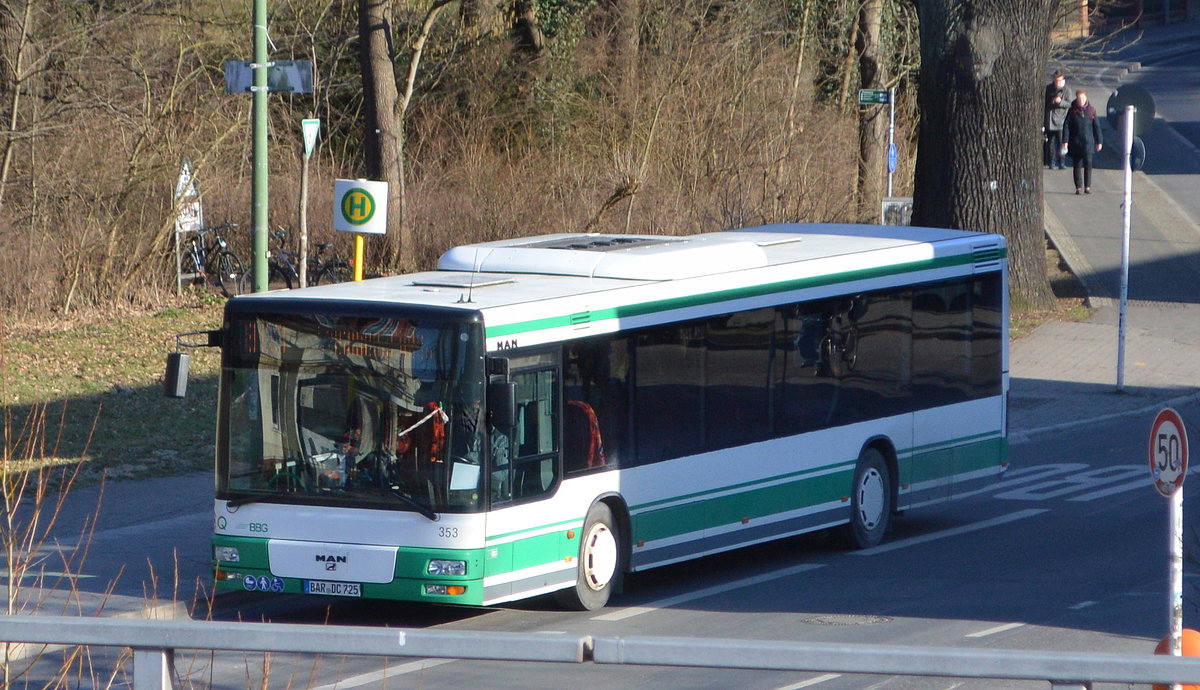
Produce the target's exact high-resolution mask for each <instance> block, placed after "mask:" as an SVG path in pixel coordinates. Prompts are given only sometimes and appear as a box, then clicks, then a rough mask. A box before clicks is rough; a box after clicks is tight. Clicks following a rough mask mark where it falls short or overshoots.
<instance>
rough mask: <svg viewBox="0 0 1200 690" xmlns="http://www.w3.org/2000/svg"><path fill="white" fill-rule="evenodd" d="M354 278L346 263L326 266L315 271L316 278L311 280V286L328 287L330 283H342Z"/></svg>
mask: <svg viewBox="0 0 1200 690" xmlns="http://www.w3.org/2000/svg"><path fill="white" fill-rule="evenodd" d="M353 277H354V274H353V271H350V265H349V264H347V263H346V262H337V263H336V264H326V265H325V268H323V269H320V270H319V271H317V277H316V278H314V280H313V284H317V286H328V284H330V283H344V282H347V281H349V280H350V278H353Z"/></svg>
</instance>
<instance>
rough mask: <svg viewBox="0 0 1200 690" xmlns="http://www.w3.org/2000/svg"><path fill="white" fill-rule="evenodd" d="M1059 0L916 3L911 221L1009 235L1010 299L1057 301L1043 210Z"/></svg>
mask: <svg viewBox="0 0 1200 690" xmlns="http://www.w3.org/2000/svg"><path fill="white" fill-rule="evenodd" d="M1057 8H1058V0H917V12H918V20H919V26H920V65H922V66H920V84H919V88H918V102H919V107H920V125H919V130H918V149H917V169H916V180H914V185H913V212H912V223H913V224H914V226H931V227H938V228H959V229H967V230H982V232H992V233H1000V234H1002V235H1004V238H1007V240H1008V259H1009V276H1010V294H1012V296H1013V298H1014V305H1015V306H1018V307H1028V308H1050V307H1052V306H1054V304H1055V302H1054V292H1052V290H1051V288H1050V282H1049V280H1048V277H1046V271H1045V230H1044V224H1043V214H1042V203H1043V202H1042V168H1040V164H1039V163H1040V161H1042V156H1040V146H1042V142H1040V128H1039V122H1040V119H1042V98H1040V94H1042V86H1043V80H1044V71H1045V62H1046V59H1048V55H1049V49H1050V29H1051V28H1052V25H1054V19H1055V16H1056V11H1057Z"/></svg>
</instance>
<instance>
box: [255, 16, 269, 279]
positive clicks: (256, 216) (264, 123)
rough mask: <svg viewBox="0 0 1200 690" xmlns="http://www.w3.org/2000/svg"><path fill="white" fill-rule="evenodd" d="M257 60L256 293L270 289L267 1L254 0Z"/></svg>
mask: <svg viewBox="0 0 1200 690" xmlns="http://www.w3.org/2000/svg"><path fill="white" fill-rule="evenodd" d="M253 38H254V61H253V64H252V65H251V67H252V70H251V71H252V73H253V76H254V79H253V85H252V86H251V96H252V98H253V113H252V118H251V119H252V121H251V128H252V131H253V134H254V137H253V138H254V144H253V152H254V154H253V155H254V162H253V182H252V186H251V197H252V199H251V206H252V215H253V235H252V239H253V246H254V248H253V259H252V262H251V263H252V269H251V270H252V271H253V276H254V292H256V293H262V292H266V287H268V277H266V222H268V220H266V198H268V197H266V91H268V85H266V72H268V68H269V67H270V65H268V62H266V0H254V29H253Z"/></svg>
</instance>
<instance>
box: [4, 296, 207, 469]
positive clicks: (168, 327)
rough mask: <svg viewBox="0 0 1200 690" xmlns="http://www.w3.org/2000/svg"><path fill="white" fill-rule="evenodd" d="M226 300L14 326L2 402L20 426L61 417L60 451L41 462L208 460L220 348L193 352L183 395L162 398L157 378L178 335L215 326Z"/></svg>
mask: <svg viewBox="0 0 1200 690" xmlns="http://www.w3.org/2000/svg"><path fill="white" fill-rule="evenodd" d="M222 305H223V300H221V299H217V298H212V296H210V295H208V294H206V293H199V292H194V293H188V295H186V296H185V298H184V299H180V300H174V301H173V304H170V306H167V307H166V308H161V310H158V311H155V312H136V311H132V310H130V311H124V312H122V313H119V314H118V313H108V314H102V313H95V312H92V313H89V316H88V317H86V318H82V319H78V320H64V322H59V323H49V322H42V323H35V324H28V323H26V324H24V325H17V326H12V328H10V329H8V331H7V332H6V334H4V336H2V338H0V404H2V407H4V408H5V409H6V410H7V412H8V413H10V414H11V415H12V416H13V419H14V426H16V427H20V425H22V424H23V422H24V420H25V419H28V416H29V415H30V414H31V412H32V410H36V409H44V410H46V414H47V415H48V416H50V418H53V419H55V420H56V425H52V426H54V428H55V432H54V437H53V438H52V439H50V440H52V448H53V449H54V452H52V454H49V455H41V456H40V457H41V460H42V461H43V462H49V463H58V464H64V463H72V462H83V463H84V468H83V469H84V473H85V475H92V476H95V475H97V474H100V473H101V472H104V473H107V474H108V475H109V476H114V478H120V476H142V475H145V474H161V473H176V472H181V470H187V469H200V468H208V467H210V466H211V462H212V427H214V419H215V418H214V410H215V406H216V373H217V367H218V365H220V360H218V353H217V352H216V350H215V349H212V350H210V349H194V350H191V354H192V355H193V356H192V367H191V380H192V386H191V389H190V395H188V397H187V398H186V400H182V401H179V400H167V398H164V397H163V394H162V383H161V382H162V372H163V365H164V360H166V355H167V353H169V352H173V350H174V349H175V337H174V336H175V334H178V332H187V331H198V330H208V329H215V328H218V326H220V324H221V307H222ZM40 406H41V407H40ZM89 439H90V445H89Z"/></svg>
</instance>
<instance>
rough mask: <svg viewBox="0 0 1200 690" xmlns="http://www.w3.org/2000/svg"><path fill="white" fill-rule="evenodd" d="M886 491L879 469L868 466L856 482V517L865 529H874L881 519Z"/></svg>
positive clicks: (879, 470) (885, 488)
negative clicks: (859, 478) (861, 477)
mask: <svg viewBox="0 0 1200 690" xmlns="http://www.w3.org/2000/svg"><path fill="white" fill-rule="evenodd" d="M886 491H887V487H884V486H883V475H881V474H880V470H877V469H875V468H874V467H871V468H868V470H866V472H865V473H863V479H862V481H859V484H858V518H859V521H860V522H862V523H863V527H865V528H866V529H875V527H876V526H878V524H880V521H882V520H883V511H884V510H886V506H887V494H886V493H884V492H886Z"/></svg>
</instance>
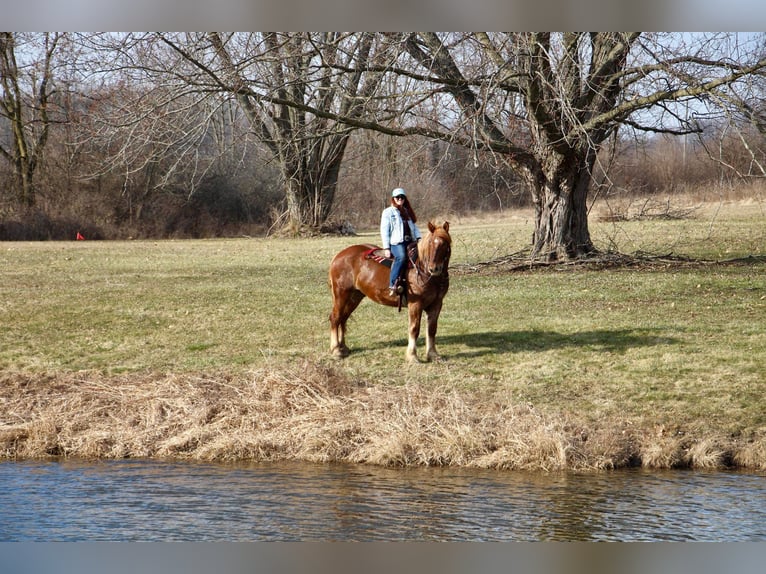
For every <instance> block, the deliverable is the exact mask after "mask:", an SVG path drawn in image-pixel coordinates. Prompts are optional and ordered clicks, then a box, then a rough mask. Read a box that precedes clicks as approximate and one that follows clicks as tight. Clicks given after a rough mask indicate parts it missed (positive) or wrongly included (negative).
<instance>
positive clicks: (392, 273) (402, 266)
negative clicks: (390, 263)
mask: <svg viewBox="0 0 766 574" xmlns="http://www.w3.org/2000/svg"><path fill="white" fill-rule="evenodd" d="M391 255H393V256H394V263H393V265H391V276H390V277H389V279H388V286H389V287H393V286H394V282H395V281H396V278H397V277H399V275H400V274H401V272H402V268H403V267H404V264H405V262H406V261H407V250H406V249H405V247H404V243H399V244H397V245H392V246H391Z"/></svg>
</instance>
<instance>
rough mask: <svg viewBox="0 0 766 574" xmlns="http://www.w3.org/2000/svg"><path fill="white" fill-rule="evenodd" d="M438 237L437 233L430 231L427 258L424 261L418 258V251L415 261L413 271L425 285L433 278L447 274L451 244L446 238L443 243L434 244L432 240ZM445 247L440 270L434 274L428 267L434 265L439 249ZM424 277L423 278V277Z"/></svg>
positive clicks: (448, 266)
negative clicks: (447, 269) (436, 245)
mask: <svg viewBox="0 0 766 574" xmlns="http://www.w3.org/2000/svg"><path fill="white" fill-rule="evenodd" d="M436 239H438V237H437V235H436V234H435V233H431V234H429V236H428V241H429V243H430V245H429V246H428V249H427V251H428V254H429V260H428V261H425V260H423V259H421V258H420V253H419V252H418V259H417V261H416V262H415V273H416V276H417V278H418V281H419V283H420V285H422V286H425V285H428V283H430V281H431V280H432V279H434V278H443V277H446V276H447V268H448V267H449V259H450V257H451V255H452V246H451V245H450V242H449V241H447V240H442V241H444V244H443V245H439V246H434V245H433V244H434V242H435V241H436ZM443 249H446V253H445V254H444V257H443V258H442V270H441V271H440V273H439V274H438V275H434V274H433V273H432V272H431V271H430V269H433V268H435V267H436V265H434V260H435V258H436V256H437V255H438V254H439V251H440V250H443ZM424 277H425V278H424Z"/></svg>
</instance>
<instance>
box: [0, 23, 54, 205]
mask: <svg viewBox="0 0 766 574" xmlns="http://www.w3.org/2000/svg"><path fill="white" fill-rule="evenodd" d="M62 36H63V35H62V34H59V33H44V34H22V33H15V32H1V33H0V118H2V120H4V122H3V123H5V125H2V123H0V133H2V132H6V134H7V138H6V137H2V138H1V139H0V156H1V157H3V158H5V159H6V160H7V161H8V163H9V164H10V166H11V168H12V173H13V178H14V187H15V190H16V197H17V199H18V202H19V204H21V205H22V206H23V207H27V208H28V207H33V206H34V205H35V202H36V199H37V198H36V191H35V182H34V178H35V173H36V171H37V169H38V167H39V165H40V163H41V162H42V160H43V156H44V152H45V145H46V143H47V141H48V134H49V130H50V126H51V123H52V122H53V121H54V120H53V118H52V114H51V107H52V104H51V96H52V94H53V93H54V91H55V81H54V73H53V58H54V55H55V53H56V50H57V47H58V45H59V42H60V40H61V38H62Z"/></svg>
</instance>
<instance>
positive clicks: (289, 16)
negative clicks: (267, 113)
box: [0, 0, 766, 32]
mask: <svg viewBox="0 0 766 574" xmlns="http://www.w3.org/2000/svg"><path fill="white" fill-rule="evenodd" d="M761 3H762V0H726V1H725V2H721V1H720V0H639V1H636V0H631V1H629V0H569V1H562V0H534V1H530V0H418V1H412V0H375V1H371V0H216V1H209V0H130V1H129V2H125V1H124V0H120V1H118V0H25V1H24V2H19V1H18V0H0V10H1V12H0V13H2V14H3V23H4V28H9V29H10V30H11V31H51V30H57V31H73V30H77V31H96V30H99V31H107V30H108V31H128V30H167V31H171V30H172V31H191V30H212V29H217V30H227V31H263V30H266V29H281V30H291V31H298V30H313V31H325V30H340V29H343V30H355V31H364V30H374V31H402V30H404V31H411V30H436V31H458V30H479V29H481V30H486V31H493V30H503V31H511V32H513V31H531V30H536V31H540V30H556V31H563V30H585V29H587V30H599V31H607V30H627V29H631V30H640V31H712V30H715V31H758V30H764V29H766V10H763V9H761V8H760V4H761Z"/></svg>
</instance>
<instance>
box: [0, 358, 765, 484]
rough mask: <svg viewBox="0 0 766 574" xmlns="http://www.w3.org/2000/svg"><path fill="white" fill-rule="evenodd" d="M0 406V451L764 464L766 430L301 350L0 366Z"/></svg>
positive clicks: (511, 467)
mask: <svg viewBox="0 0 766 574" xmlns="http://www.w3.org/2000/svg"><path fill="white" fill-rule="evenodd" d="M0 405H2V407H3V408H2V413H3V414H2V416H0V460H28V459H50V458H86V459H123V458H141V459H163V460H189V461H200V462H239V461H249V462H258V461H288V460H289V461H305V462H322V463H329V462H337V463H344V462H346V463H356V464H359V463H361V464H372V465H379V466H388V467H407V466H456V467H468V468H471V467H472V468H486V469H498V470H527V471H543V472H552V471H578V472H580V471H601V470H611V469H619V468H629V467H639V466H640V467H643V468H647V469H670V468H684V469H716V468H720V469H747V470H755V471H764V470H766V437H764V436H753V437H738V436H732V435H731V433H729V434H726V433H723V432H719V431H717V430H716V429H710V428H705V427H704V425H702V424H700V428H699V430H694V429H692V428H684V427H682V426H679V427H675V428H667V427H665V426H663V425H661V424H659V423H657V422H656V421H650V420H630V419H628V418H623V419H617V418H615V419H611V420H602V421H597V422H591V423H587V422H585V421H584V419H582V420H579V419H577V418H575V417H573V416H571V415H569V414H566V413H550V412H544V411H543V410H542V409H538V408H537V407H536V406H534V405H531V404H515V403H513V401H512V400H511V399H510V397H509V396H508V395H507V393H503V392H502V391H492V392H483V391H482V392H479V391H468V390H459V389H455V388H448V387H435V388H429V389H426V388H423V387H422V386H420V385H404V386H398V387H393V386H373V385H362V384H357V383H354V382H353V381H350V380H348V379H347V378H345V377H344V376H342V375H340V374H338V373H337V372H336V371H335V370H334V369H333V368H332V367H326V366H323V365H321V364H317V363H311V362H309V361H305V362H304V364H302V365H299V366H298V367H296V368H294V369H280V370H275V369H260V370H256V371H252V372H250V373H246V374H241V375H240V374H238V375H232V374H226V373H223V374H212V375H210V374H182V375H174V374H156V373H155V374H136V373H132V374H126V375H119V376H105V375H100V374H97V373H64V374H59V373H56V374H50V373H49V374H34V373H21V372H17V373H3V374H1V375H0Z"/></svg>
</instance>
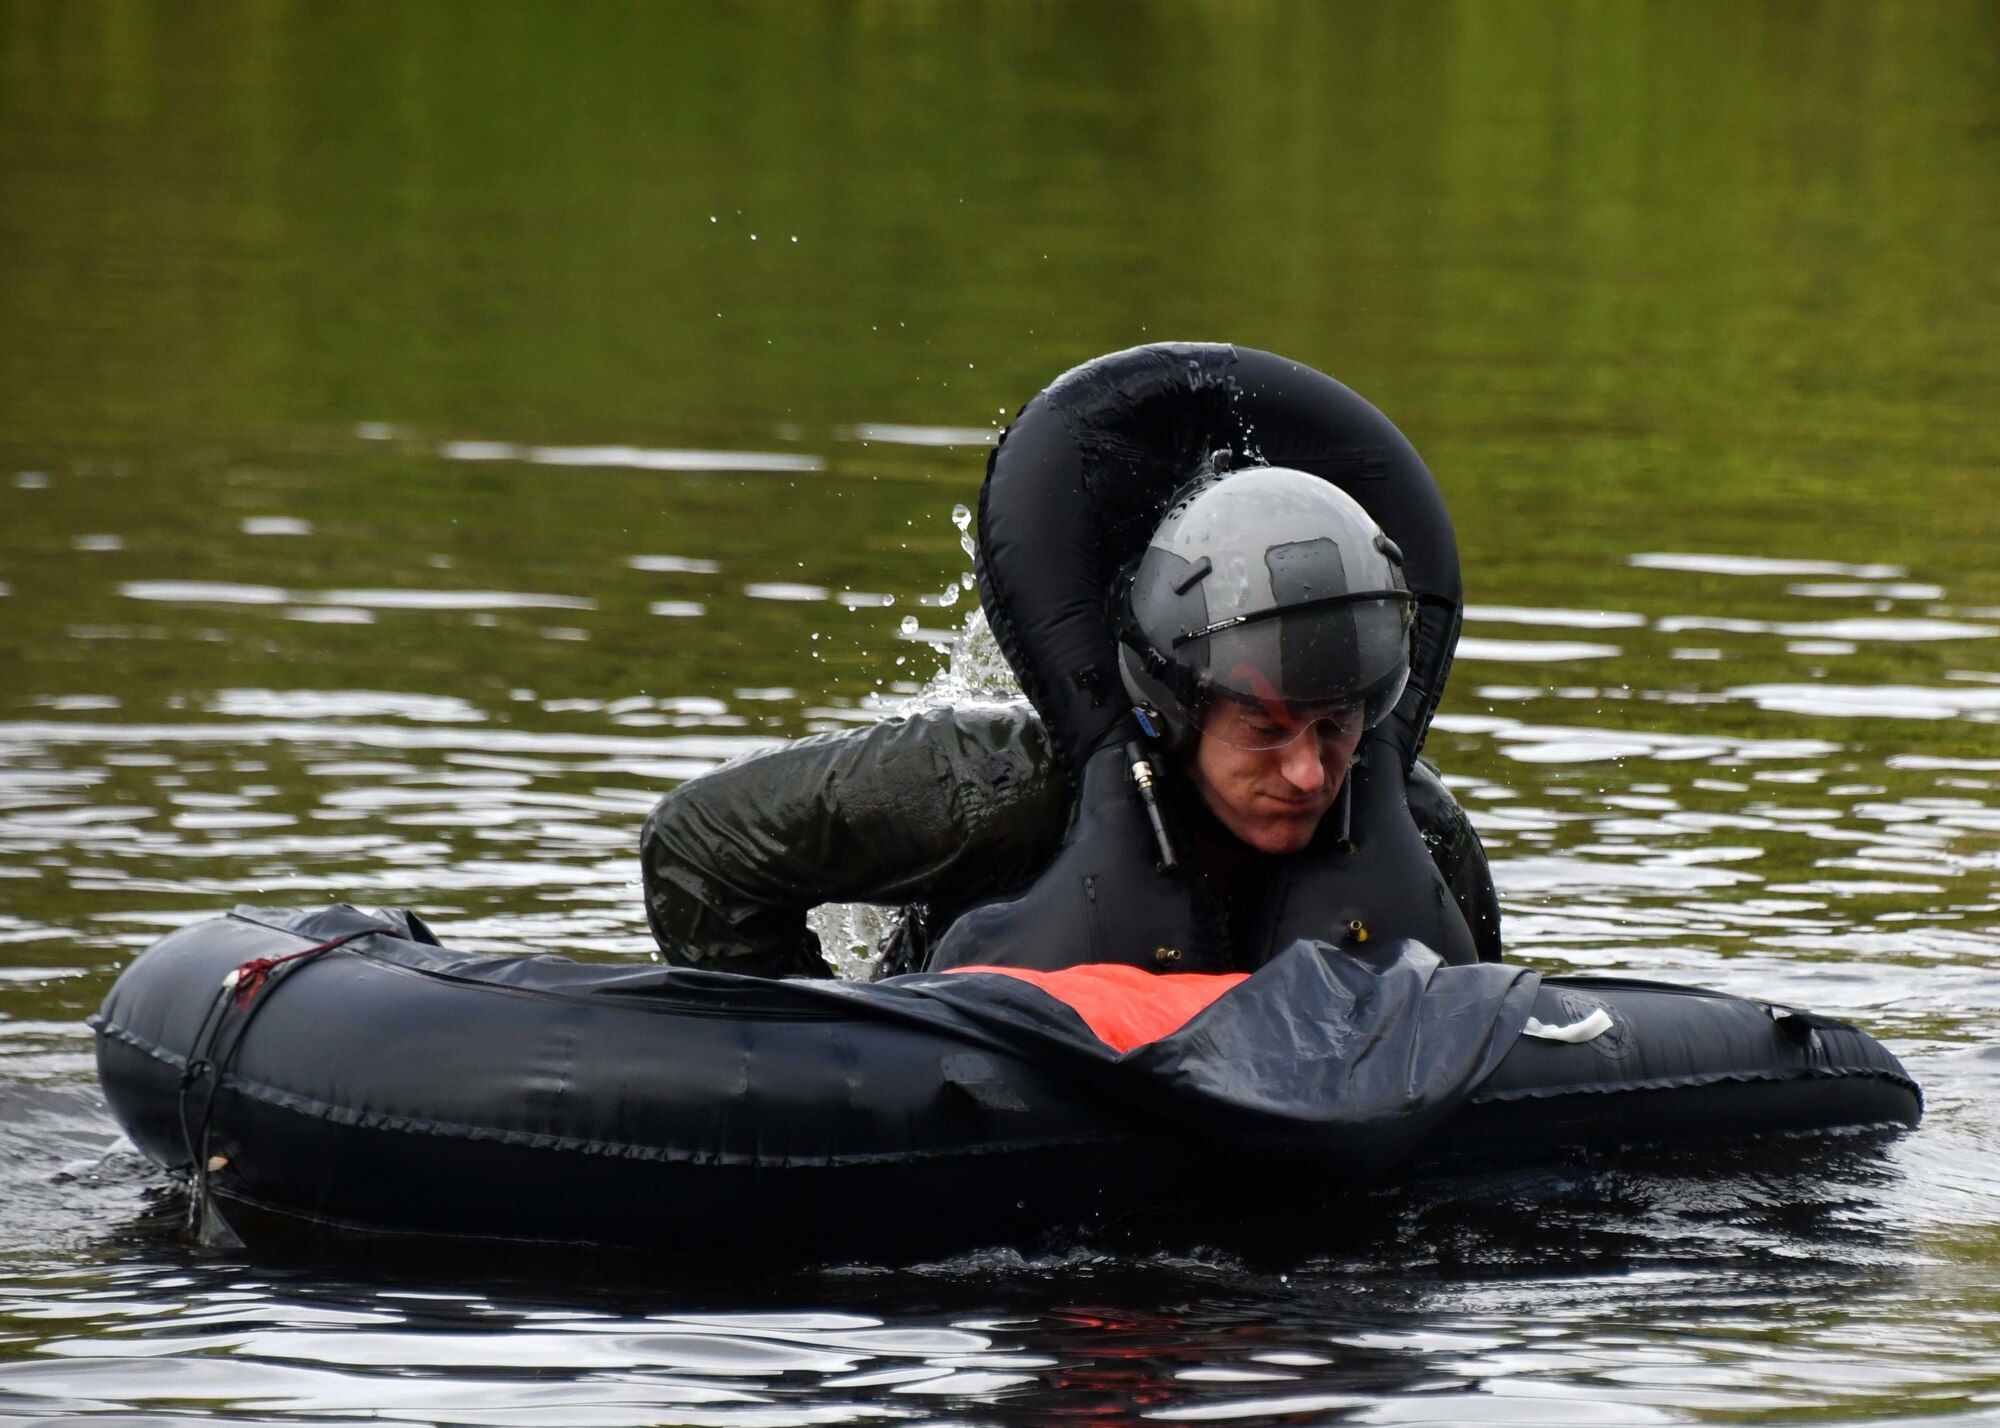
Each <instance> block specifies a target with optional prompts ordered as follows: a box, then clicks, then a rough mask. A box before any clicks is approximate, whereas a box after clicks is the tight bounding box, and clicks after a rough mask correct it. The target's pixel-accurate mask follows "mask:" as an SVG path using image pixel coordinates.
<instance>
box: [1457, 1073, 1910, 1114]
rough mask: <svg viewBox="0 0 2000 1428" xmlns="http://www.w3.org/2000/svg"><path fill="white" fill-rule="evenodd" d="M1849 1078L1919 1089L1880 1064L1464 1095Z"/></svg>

··········

Find the word "exact" in the data and copy out each line where it turns up.

• [Solved problem]
Produce the target's exact high-resolution mask for each <instance> block, placed after "mask:" as an SVG path in pixel coordinates. Prompts are given only sometimes and appear as a box, then clicks, then a rough mask. A box before clicks is rough; a box after clicks is tight. Clicks following a rough mask mark where it falls short or overshoots.
For every <instance> block, the deliverable is the exact mask after "mask:", an SVG path drawn in image-pixel coordinates. Prompts are optional and ordered clicks, then a box, then a rough mask. Read a box that precedes clicks as approximate and one that follows clicks as tight. Clicks given after a rough mask indicate parts it missed (positive) or wrongly included (negative).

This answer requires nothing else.